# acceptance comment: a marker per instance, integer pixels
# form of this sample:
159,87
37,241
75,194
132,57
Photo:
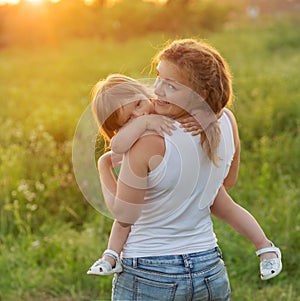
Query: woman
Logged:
169,185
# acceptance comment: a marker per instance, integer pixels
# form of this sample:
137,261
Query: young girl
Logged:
124,112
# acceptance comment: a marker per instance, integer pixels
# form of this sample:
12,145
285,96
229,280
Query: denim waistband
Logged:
175,259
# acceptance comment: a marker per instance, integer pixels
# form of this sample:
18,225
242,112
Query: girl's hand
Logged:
190,124
159,124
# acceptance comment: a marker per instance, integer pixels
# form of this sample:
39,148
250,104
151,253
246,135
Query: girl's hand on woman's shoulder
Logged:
159,124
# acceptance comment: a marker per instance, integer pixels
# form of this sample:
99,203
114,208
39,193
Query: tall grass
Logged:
49,235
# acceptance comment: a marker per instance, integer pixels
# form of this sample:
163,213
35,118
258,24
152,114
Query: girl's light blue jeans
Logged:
198,276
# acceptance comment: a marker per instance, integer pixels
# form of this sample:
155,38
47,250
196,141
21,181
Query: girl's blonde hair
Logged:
108,96
208,75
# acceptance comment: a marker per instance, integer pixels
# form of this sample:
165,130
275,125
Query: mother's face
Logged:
171,90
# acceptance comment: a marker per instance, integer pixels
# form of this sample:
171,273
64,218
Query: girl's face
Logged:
139,107
170,89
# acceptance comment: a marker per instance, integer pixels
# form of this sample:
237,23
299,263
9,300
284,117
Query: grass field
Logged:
50,235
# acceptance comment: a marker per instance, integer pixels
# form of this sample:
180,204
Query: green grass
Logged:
49,235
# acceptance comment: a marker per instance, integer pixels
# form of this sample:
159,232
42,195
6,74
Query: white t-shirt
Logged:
176,219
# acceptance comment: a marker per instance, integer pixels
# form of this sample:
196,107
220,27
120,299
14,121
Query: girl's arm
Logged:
118,236
125,197
232,176
225,209
133,130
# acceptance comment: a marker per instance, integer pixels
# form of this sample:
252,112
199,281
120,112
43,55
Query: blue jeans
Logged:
198,276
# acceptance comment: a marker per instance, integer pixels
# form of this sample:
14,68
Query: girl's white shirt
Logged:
177,219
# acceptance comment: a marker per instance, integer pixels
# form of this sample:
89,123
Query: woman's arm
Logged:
125,197
133,130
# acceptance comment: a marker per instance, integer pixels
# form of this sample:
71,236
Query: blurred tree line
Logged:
50,23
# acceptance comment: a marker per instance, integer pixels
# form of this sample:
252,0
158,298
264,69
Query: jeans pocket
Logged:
146,289
218,284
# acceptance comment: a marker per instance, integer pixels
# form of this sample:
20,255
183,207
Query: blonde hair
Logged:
108,96
208,75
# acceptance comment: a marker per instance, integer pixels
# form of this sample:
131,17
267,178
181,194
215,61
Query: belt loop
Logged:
134,262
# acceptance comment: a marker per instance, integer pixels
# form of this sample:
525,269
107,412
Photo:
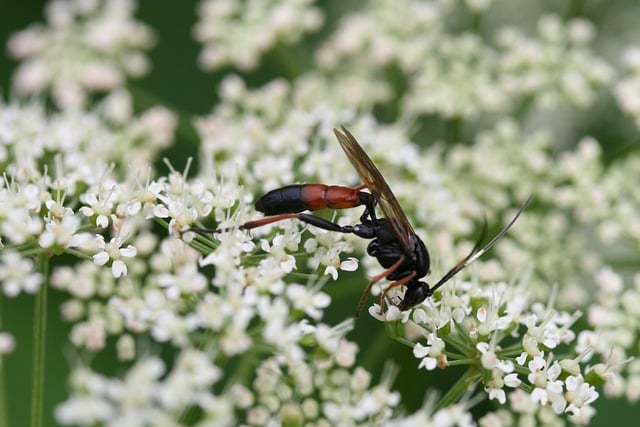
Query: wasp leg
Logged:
375,280
400,282
309,219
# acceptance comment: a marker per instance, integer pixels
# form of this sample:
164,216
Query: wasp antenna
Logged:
210,230
476,252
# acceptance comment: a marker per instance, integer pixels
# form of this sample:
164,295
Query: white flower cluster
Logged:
87,46
229,329
509,344
463,75
238,32
627,89
60,180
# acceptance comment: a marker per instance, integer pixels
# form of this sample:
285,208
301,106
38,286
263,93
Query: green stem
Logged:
4,408
39,345
470,378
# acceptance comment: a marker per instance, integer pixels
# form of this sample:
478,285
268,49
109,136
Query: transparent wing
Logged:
375,182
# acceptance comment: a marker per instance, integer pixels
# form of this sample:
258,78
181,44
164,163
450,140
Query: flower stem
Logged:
39,345
470,378
4,408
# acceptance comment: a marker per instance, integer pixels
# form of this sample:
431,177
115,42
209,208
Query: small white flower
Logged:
113,251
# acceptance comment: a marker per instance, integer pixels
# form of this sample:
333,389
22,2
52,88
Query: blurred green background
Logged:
176,82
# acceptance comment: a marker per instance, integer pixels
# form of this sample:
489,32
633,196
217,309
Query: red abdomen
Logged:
313,197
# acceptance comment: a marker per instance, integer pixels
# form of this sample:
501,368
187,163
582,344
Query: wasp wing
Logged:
375,182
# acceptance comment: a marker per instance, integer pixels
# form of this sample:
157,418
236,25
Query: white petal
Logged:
349,264
119,268
129,252
100,258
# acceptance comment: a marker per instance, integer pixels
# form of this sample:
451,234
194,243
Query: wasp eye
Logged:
414,295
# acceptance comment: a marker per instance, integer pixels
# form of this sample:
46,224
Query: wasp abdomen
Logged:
300,197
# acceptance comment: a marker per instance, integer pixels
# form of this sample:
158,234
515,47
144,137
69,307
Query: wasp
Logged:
394,243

▸ **WHAT YOU SHOULD DO**: Only the text of the listing should be returned, exactly and in full; no image goes into the copy.

▸ **ANSWER TO THE EXERCISE**:
# acceptance comment: a marker per instance, integer pixels
# form of this sample:
159,87
37,241
75,194
132,57
Photo:
Query: woman
Logged:
169,185
# acceptance comment: a marker per instance, integer pixels
# form of this sample:
137,261
Query: young girl
Logged:
124,112
# acceptance comment: a marker per instance, integer pixels
# form of this sample:
12,145
285,96
229,280
Query: denim waistband
Logged:
175,259
# acceptance comment: a marker per instance, integer pixels
# form of this sample:
18,225
242,112
Query: girl's hand
Logged:
190,124
159,124
# acceptance comment: a marker per instance, integer pixels
# form of this sample:
39,148
250,104
151,253
246,135
Query: girl's hand on woman's shoulder
Logged:
159,124
# acceptance comment: a marker per instance, integer pixels
# form of this sample:
99,203
114,208
39,193
Query: tall grass
Logged:
49,235
# acceptance comment: a marker per instance, integer pixels
# form of this sample:
163,213
35,118
258,24
152,114
Query: girl's light blue jeans
Logged:
198,276
# acceptance comment: a marker per instance, integer pixels
# form of this sample:
155,38
47,250
196,141
21,181
Query: girl's blonde hair
Logged:
108,96
208,75
# acceptance comment: a marker per instance, integer pixels
# form of this sample:
165,130
275,125
Query: mother's face
Logged:
171,90
# acceptance comment: a marker per instance, integer pixels
# form of this sample:
171,273
64,218
Query: girl's face
Logged:
139,107
170,89
# acceptance comment: a marker per instance, integer pixels
# form of this sample:
237,23
299,263
9,300
284,117
Query: grass field
Logged:
50,235
# acceptance comment: a marker per instance, integer pixels
# form of this sample:
180,204
Query: green grass
Logged:
49,235
# acceptance comment: a marker per instance, integer pixels
# form of this sample:
159,232
42,195
6,74
Query: white t-shirt
Logged:
176,219
# acceptance comment: a marker per instance, integer pixels
# form of this sample:
196,107
220,27
120,299
14,121
Query: girl's arm
Logged:
118,236
125,197
232,176
225,209
133,130
# acceptance comment: a marker per instance, integer pixels
# form of this sample:
252,112
199,281
120,112
43,55
Query: blue jeans
Logged:
198,276
# acceptance comment: a marker per instance, integer pixels
# form of this sample:
14,68
Query: girl's white shirt
Logged:
177,219
# acceptance comment: a marker per instance, integer pixels
# form of this sample:
89,123
Query: woman's arm
Logged:
125,197
133,130
# acceptance comment: a marker per instance, integer pixels
# form of this sample:
71,236
Query: blurred tree line
Logged:
50,23
# acceptance comment: a marker per instance, integer pixels
# form of this sample:
252,0
158,298
264,69
Query: jeans pocket
Logged:
146,289
218,284
# acceptance comment: a marker per instance, integer pixels
# form of this sample:
20,255
183,207
Query: blonde hair
Logged:
108,96
208,75
# acceptance comment: a marker per instance, integer pixels
# form of this sample:
131,17
267,178
181,194
215,61
Query: belt loop
Logged:
134,262
# acceptance comment: a marker per instance, integer pixels
# form of this sample:
525,269
107,412
Photo:
Query: wasp leg
Logged:
375,280
400,282
309,219
# acceptance comment: a marker per instance, integer pixels
# form of this sample:
164,216
Query: wasp antenna
Logged:
210,230
476,252
# acceptance comment: a marker per instance, integer pixels
# form of this sample:
164,295
Query: white flower cluster
Logged:
87,46
229,329
509,344
463,75
238,32
627,89
60,180
# acceptance comment: a marker per instance, integer pixels
# form of this sample:
285,208
301,106
38,286
263,93
Query: green stem
Logged:
4,408
39,345
470,378
# acceptance comment: a marker per instance, integer pixels
# form of this sample:
478,285
268,49
109,136
Query: transparent wing
Logged:
375,182
# acceptance comment: a marker per instance, integer pixels
# form of this sample:
258,78
181,44
164,163
450,140
Query: flower stem
Logged:
39,345
470,378
4,408
# acceptance comment: a marker per instance, integer pixels
# form of this sample:
431,177
115,42
209,208
Query: small white flower
Logged:
113,251
# acceptance comment: a marker per instance, integer pixels
# form of this sample:
333,389
22,2
52,88
Query: blurred green background
Logged:
176,82
# acceptance comment: a marker per instance, integer pixels
# form of this sample:
489,32
633,196
217,309
Query: red abdomen
Logged:
313,197
# acceptance comment: a marker per instance, integer pixels
# form of this sample:
501,368
187,163
582,344
Query: wasp wing
Logged:
375,182
# acceptance comment: a marker per instance, integer pixels
# form of this sample:
157,418
236,25
Query: white petal
Logged:
349,264
119,268
129,252
100,258
# acceptance comment: a marker per instance, integer pixels
# form of this sample:
451,234
194,243
Query: wasp eye
Logged:
414,295
# acceptance comment: a marker per instance, integer pixels
# form of this sample:
46,224
Query: wasp abdomen
Logged:
300,197
# acceptance comment: a marker per instance, integer pixels
# form of this sample:
158,234
515,47
144,137
69,307
Query: wasp
Logged:
394,243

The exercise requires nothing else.